# The request:
Count the lines in the items below that contain the word "blue", and give only that number.

# Given entries:
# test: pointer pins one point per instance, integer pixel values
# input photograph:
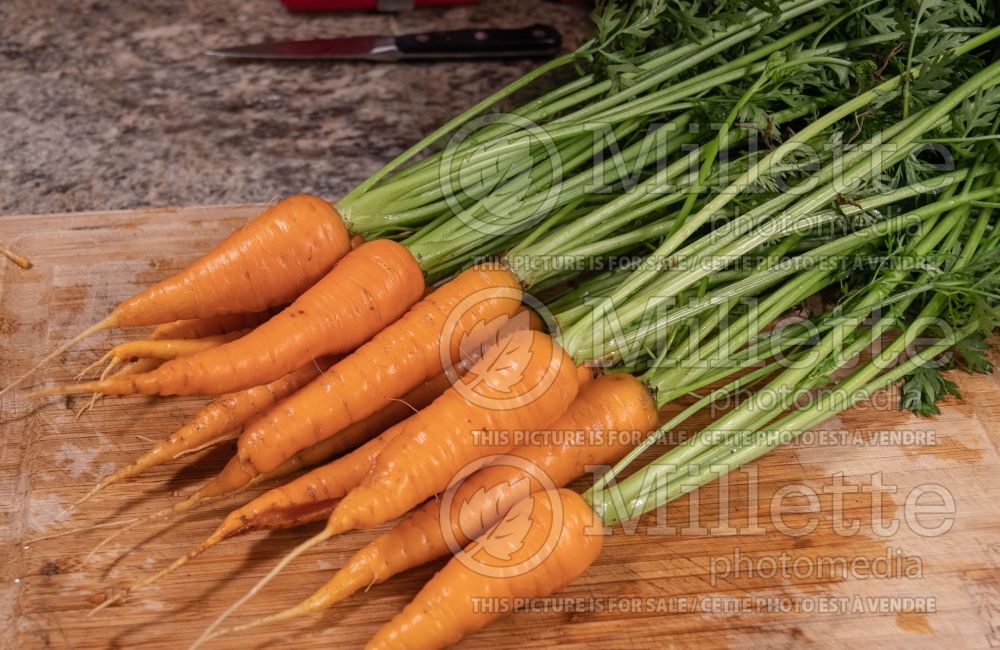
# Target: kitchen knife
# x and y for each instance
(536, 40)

==

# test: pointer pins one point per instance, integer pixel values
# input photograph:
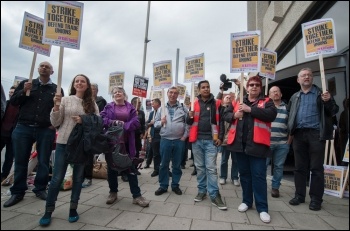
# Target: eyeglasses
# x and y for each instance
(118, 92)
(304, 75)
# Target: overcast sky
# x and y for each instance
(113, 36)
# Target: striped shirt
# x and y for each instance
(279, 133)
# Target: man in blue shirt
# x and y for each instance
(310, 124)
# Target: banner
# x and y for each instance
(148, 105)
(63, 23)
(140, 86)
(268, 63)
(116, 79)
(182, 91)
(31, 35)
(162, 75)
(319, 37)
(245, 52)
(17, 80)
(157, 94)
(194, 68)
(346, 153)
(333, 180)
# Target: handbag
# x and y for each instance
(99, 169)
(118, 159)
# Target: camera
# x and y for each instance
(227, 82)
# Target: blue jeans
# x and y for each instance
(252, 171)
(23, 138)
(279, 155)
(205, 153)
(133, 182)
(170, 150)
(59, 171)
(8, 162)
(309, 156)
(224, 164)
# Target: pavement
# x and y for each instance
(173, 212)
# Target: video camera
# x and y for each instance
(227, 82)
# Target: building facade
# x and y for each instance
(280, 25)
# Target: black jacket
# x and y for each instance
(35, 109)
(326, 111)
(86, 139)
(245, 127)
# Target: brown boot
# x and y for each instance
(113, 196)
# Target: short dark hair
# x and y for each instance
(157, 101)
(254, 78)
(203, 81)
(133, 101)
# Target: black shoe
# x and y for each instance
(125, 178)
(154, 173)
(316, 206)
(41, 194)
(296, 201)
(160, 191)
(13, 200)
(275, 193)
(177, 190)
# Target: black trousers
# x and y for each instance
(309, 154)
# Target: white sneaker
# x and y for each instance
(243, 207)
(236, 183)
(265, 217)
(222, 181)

# Output below:
2